▸ Aufgabe A:
Beantworten Sie zum Text über Wagner in Leipzig folgende Fragen:
(i) Wo wird sich eine Ausstellung dem jungen Wagner in Leipzig widmen?
(ii) Aus welcher Stadt kommt die Künstlerin rosalie?
(iii) Wo sollte Katharina Wagners Kurzfassung ursprünglich inszeniert werden?
▸ Aufgabe B:
Schreiben Sie den Text über Wagner in Leipzig im Anschluss an seinen letzten Satz weiter.

▸ Vorliegender Text:
Mit dem “RING für Kinder” im Hause der Musikalischen Komödie hatte sich die Oper Leipzig eingestimmt. Für Witzbolde, die bei Wagner Bescheid wissen, oder wissen wollen, kommt Marlene Jaschke mit ihren Wagner-Problemen in den großen Saal. Und in Kürze kehrt dann Wagner als Denkmal in seine Vaterstadt zurück, auf alten Sockel, in neuem Design und guter alter Bronze! Im Schulkeller am Nikolaikirchhof wird sich eine Ausstellung dem jungen Wagner in Leipzig widmen. Und wo nicht Wagner drauf steht, heißt es “inspiriert von….”. Wissenschaftler und Wissensdurstige diskutieren allerorten Reime und Ungereimtheiten, und die HNO-Ärzte diagnostizieren die Wagner-Sänger-Stimme. Leipziger Kultur im Mai 2013 gibt sich als Wagner-Museum. Als sehr lebendiges.
Künstlerin rosalie aus Stuttgart, bühnenbild- und kostümgestaltungserfahren, hat dem Museum der bildenden Künste den Rahmen einer Aussstellung zur den drei Sachsen Max Klinger, Karl May, Richard Wagner gegeben. “Das Gesamtkunstwerk ist erst das Experimentelle”, sagt Frau Professor rosalie.
Dank ihrer Licht-Kunst in drei Räumen wird das übrige zusammen gehalten, ein Gemischtwarenladen, geschaffen von mehreren Kuratoren und ihren Bekanntschaften, aus Lebzeiten-Kunst der drei Protagonisten und allerhand Souvenirs. Dazu zählt das hölzerne Bettgestell der Wesendoncks aus der schweizerischen Villa, bepflanzt mit lebendigem Grün und sogar eine zedernholzig-blumige Duftnote soll dort installiert sein.
Kürzer und knapper
Des “RINGES” Zukunft dürfte ein Fast Food werden, den die neuen Freigeister-Weltenbummler-User zwischen ihren Kommunikationen gerade so einschieben können. 15 Stunden, vier Abende…? Und was das kostet… Bayreuths Katharina Wagner hatte die Idee zum Wagner für die Kinder in Bayreuth, und war selbst schon drauf und dran, eine Kurzfassung zu inszenieren…. Es sollte in Südamerika sein, doch die Produktion ließ sich nicht so angehen, wie in Bayreuth. So inszenierte dann jemand anderes.

▸ Untersuchte Daten:
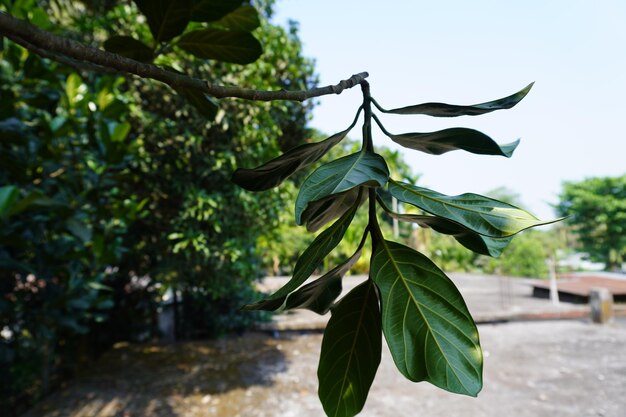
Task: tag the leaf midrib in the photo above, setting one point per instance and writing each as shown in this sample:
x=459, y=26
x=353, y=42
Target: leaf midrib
x=417, y=305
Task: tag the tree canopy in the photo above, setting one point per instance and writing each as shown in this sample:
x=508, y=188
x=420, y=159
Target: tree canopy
x=597, y=212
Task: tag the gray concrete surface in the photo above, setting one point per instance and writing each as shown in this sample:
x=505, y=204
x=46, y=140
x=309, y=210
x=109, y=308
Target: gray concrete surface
x=489, y=299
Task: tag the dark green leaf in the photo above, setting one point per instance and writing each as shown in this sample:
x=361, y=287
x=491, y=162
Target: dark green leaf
x=212, y=10
x=166, y=18
x=319, y=295
x=428, y=329
x=130, y=48
x=343, y=174
x=478, y=213
x=471, y=240
x=437, y=143
x=319, y=213
x=222, y=45
x=8, y=196
x=11, y=129
x=274, y=172
x=350, y=353
x=207, y=106
x=245, y=19
x=451, y=110
x=308, y=261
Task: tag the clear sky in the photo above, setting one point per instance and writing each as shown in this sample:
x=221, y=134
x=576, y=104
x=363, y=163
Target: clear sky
x=466, y=52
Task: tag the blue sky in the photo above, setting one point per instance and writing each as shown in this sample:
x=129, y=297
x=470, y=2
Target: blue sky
x=571, y=124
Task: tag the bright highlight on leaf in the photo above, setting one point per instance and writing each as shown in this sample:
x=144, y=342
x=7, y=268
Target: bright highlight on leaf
x=429, y=330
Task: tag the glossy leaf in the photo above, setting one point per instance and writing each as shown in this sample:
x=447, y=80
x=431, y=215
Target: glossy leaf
x=245, y=19
x=129, y=47
x=428, y=329
x=471, y=240
x=274, y=172
x=212, y=10
x=319, y=295
x=440, y=142
x=321, y=212
x=222, y=45
x=351, y=351
x=451, y=110
x=343, y=174
x=207, y=106
x=478, y=213
x=166, y=18
x=308, y=262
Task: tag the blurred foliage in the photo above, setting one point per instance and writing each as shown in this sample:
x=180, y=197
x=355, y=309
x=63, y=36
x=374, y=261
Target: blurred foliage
x=116, y=191
x=597, y=214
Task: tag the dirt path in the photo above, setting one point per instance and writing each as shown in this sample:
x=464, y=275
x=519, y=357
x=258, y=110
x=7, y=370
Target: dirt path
x=548, y=368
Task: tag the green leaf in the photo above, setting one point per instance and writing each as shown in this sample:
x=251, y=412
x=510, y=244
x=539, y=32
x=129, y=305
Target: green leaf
x=321, y=212
x=451, y=110
x=207, y=106
x=222, y=45
x=440, y=142
x=274, y=172
x=166, y=18
x=478, y=213
x=130, y=48
x=351, y=351
x=319, y=295
x=428, y=329
x=244, y=18
x=471, y=240
x=343, y=174
x=323, y=244
x=8, y=196
x=212, y=10
x=11, y=129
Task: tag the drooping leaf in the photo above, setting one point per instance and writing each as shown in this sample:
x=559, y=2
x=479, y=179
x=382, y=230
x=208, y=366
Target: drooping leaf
x=212, y=10
x=130, y=48
x=351, y=351
x=319, y=295
x=308, y=262
x=321, y=212
x=428, y=329
x=451, y=110
x=166, y=18
x=222, y=45
x=244, y=18
x=207, y=106
x=274, y=172
x=8, y=196
x=361, y=168
x=478, y=213
x=471, y=240
x=442, y=141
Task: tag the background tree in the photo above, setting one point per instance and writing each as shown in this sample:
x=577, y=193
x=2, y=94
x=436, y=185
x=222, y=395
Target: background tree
x=597, y=213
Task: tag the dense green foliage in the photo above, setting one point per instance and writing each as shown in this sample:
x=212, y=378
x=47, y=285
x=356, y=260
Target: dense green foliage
x=115, y=192
x=597, y=210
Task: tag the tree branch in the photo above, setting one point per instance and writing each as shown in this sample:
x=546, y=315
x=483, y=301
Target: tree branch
x=76, y=54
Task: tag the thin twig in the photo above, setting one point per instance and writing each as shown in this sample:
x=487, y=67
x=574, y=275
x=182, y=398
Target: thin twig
x=68, y=51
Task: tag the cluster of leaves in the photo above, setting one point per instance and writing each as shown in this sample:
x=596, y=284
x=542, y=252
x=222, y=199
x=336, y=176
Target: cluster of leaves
x=64, y=149
x=428, y=328
x=105, y=204
x=598, y=216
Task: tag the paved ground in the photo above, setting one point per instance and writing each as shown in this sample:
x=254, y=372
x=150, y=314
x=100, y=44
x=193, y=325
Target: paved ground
x=489, y=299
x=532, y=369
x=543, y=368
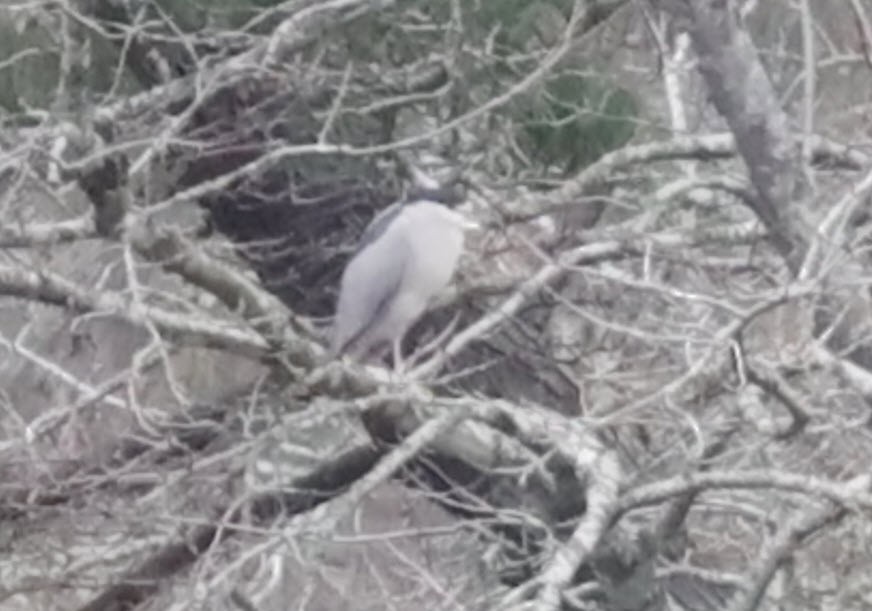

▸ Ihre Antwort A:
(i) Im Schulkeller am Nikolaikirchhof.
(ii) Aus Stuttgart.
(iii) In Südamerika.

▸ Ihre Antwort B:
Aber selbst das Kino, oft totgesagt, hält sich wacker. Was früher lief, wird neu hochgekocht. “Star Trek” etwa. Kino-interne Werbung bewertet den Neuling: “Endgültig in einem urbanen Action-Blockbuster-Olymp gelandet.” Wie aus einer ganz anderen Welt und komisch klingt, und doch wie Natur, was da an Sinfonieorchester-Instrumentenklang aus den Boxen wallt. Garantiert synthetisch gesampelt.
Der “Nibelungen”-Stoff diente vielen Autoren als metaphorische Bühne zur Verhandlung der Welträtsel vor offizieller Einführung der Demokratie. Weniger berühmt als Richard Wagner, wurde eine andere mit Leipzig verbundene Schriftstellerin, die hier gestorbene Bürger- und Frauenrechtlerin Marie-Louise Otto-Peters. Sie hatte allerdings ihr Opernlibretto schon 1845 fertig, bevor Richard Wagner 1848 seine Prosaentwürfe und “Siegfrieds Tod” abschloss.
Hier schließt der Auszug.